To be done
**a)** Retype the portion of the prison commentary between "The problem of" and "fewer people in prison.", inclusive.
**b)** Name every person mentioned by name in the prison commentary, including its author.
**c)** Using the prison commentary, answer each question on its own line:
(i) How many prisoners were killed in the 2015-16 year?
(ii) About how many people were in prison in 1985?
(iii) How many prisoners killed themselves in the year to June 2015?

Comment

Five prisoners a day

By 
Richard Garside
Friday, 23 September 2016

The state of the prison system in England and Wales is so grim, so awful, it is easy to feel at a loss over where to start and what to do about it.

Earlier this week the Prisons and Probation Ombudsman, Nigel Newcomen, reported that prison violence was now at a 'wholly unacceptable level'.

Six prisoners were killed in the 2015-16 year, he observed. This is up from four last year and is the highest number since records began in 2000.

'Buildings are crumbling, infested with rats and cockroaches', The Economist notes this week. 'In the year to June 2015,' it points out, '105 prisoners killed themselves, compared with 59 in 2010'.

The solution offered by the former Justice Secretary, Michael Gove, was to establish 'Reform Prisons'. These semi-autonomous institutions, supposedly freed from the dead hand of Whitehall micro-management, would apparently be able to deliver safe and decent institutions for staff and prisoners alike.

In truth, reform prisons were and are a tragic distraction from the real challenge facing our prison system, as I argued earlier this year. We need more of a focus on prison reform. Less of an obsession with reform prisons.

Recent hints that Liz Truss, Mr Gove's successor, might be rethinking the reform prison plans is therefore to be welcomed.

The problem of prison numbers

At the heart of the current malaise in our prisons is the sheer number of people unnecessarily imprisoned.

Last year, the prison population stood at around 85,000 people. In 1985, at the height of Thatcherism, there were around 46,000 people in prison.

The rate of crime and lawbreaking was not notably different last year than it was 30 years ago. What has changed is the way we deal with suspected and convicted lawbreakers.

We are better at criminalising people, at giving longer sentences to those who are convicted and at making it more difficult for people to get out of prison and away from ongoing supervision and surveillance.

If we imprisoned today at the same rate as Mrs Thatcher's government did, we'd have at least 30,000 fewer people in prison.

Mrs Thatcher was hardly a bleeding heart liberal on law and order matters. On prisons she was far more liberal than the most liberal of mainstream politicians today.

Data provided
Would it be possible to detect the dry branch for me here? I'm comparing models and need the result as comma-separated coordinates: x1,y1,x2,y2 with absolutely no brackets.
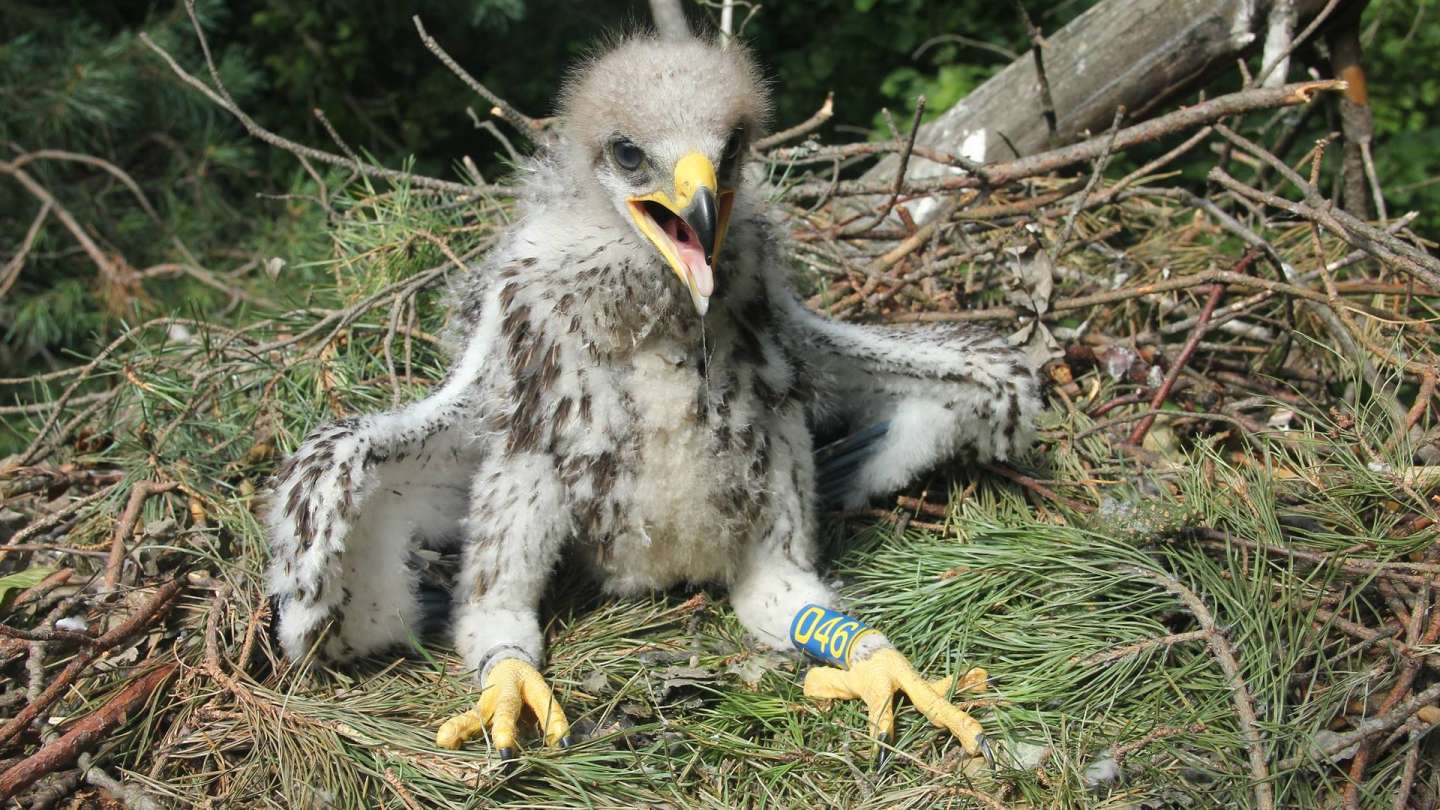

Outputs by task
**a)**
The problem of prison numbers

At the heart of the current malaise in our prisons is the sheer number of people unnecessarily imprisoned.

Last year, the prison population stood at around 85,000 people. In 1985, at the height of Thatcherism, there were around 46,000 people in prison.

The rate of crime and lawbreaking was not notably different last year than it was 30 years ago. What has changed is the way we deal with suspected and convicted lawbreakers.

We are better at criminalising people, at giving longer sentences to those who are convicted and at making it more difficult for people to get out of prison and away from ongoing supervision and surveillance.

If we imprisoned today at the same rate as Mrs Thatcher's government did, we'd have at least 30,000 fewer people in prison.

**b)**
Richard Garside
Nigel Newcomen
Michael Gove
Liz Truss
Mrs Thatcher

**c)**
(i) Six
(ii) Around 46,000
(iii) 105